Given entries.
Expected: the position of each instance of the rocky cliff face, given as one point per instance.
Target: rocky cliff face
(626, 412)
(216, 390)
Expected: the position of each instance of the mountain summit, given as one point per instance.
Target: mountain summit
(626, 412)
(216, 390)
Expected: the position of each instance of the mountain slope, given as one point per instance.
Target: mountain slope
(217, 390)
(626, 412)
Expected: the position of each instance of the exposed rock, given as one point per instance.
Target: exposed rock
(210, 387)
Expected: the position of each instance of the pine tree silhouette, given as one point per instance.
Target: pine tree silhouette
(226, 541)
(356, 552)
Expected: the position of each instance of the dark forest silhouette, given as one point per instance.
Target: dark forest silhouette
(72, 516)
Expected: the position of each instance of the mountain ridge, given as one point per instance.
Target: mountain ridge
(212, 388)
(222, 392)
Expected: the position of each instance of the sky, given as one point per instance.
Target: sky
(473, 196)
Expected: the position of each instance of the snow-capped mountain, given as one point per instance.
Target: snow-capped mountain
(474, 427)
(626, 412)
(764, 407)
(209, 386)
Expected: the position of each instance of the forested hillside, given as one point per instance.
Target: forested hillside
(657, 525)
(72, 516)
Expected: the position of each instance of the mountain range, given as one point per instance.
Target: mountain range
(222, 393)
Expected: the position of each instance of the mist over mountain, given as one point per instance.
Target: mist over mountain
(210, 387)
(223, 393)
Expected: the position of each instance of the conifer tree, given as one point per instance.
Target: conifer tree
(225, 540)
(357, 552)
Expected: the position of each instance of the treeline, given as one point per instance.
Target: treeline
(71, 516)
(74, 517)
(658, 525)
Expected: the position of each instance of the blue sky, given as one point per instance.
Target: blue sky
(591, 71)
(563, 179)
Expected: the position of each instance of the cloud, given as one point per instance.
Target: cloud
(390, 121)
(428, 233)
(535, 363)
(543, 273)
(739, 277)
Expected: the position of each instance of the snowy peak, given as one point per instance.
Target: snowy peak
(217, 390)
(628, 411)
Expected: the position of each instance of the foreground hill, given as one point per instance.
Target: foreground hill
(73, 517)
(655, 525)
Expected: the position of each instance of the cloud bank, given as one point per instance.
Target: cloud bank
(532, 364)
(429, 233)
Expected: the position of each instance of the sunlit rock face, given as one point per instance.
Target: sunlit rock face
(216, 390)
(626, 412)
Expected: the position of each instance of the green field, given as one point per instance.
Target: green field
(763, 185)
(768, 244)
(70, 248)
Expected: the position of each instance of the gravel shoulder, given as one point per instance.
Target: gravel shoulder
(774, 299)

Brief. Set down each entry above again exactly as it reads.

Answer.
Expected: the position of each instance of the rocky cliff face, given as one point per instance.
Target: rocky cliff face
(626, 412)
(216, 390)
Expected: the position of each instance of the mountain summit, given as one point per instance.
Target: mountain summit
(626, 412)
(216, 390)
Expected: the position of each instance of the mountain slope, given as one point per instance.
Target: mountain slope
(217, 390)
(626, 412)
Expected: the position of each instance of the exposed rock, given as one point per instance.
Target: exposed rock
(210, 387)
Expected: the position of each instance of the pine tree silhouette, given as one point per instance.
Target: pine tree silhouette
(226, 541)
(356, 552)
Expected: the position of each instance of the dark forest silhouette, given as one point per instance.
Target: dark forest silhouette
(72, 516)
Expected: the position of each instance of the mountain ridge, given as one point per instance.
Target: mountain ridge
(212, 388)
(222, 392)
Expected: the position of each instance of the sky, given as one point per instance.
Target: sky
(473, 196)
Expected: the position of each instance of the snow-capped mountain, given as one point per instance.
Target: snow-capped mountain
(474, 427)
(626, 412)
(764, 407)
(209, 386)
Expected: the position of each instance of the forested hillside, given as one point per instance.
Target: forested hillside
(657, 525)
(72, 516)
Expected: the position of each instance of the mountain range, given as one point per instance.
Target: mountain range
(222, 393)
Expected: the position of each instance of the mist over mountain, given as one point per instance.
Target: mist over mountain
(210, 387)
(223, 393)
Expected: the position of each instance of the conifer tree, given as one point per instance.
Target: conifer tree
(225, 540)
(357, 552)
Expected: the position of each instance of the treeline, given as one point per instance.
Target: treeline
(71, 516)
(74, 517)
(658, 525)
Expected: the position of each instance of the blue sky, given as one point per instance.
Target: blue sky
(591, 71)
(563, 179)
Expected: the position of each instance of the cloud, given as one point per instance.
Target: cloud
(390, 121)
(428, 233)
(535, 363)
(543, 273)
(739, 277)
Expected: the position of each instance of the snowy peak, given as one point per instance.
Target: snowy peak
(217, 390)
(628, 411)
Expected: the position of each instance of the foreground hill, given as one point per instance.
Target: foreground hill
(73, 517)
(655, 525)
Expected: the position of each instance of the cloud bank, given as one point per instance.
Target: cloud bank
(532, 364)
(429, 233)
Expected: the position of each instance of the sunlit rock face, given as one point per instance.
Target: sunlit rock face
(216, 390)
(626, 412)
Expected: the position of each instance of the green field, given as one point per instance.
Target: green field
(763, 185)
(768, 244)
(70, 248)
Expected: the position of each instance of the gravel shoulder, given as one point per instance.
Target: gravel shoulder
(774, 299)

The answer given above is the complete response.